(Stored entries)
----------
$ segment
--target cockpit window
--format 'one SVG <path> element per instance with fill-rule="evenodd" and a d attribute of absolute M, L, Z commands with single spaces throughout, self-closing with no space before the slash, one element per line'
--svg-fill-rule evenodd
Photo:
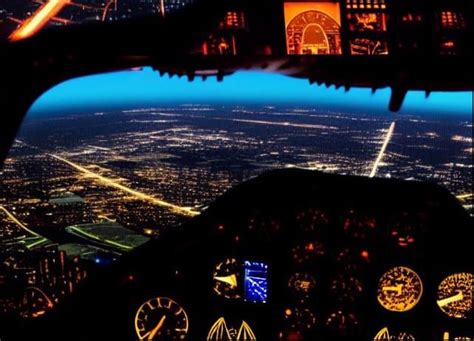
----------
EXERCISE: Show the lines above that have the word "fill".

EXPECTED ANSWER:
--format 'one SVG <path> element per instance with fill-rule="evenodd" and a d attribute of absolute M, L, Z commands with single spaces throughout, self-closing with no space before the slash, one element per line'
--svg-fill-rule evenodd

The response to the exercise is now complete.